--- Problem to work on ---
Lay out each line of the listing below as a Markdown table with the columns "No." and "Line." Number the rows and omit any blank lines.

Entries from an annotation dataset
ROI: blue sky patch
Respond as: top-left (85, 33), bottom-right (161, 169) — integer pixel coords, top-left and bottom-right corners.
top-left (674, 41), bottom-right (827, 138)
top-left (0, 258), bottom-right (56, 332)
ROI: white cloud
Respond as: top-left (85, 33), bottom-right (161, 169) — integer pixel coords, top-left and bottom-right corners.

--- Problem solution ---
| No. | Line |
|---|---|
| 1 | ROI: blue sky patch |
| 2 | Respond as: top-left (85, 33), bottom-right (161, 169) — integer pixel coords, top-left and bottom-right corners. |
| 3 | top-left (674, 41), bottom-right (827, 138) |
| 4 | top-left (0, 258), bottom-right (56, 332) |
| 5 | ROI: white cloud |
| 6 | Respond as: top-left (85, 33), bottom-right (161, 169) — integer pixel coords, top-left and bottom-right corners. |